- **Directions for this task**:
Reproduce the entries shown below only from the line with "Query: tall ornamental grass clump" down to the line with "Expected behaviour: for each instance of the thatched roof", keeping both end lines and copying each one exactly.

-=-=-

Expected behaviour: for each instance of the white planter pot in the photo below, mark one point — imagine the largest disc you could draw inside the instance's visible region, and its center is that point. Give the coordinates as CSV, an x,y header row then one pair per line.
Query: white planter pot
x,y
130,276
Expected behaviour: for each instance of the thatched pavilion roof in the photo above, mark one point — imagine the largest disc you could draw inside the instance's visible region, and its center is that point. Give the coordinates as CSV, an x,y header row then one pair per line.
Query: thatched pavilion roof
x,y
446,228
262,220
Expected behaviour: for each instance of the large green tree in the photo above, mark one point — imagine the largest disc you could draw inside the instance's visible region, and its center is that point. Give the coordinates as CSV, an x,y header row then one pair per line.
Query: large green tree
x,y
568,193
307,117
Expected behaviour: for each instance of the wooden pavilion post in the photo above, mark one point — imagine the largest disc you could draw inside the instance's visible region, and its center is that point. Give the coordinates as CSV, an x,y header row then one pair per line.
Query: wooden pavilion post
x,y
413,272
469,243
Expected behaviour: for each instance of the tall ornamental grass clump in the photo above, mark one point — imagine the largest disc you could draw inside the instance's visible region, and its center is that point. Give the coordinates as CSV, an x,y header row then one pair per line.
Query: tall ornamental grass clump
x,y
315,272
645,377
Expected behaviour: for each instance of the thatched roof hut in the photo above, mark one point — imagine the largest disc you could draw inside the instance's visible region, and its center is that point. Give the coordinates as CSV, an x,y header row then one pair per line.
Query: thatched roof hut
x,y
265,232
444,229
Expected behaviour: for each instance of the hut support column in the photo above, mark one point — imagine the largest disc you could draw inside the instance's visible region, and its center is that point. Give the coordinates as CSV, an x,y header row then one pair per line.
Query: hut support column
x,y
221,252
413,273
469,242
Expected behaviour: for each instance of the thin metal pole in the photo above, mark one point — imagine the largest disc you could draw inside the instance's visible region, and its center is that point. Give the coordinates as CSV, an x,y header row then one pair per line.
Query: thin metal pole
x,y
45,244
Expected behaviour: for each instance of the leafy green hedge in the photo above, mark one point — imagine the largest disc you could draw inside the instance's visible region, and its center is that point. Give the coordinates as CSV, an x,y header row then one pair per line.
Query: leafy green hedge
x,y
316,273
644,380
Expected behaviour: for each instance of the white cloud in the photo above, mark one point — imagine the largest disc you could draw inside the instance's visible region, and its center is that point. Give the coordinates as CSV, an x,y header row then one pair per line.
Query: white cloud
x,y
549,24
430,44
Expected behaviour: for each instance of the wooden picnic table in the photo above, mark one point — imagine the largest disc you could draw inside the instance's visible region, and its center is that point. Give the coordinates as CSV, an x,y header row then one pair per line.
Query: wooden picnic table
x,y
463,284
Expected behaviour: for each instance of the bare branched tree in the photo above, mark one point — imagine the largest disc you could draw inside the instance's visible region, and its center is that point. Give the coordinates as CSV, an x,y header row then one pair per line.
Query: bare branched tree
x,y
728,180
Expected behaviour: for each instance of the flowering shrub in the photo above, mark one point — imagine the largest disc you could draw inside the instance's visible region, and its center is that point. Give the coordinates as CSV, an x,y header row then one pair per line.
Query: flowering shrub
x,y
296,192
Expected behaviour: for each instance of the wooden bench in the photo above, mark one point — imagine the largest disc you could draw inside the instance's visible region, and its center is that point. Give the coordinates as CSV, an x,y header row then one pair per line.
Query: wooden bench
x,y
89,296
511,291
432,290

-=-=-

- **Answer for this exercise**:
Query: tall ornamental grass clump
x,y
315,272
645,377
Expected behaviour: for each instance of the thatched roof hut in the photo above, mark one point — imagine the largest disc you could draw inside the instance's visible region, and its center is that point. Give the coordinates as CSV, an x,y header row then one pair per line.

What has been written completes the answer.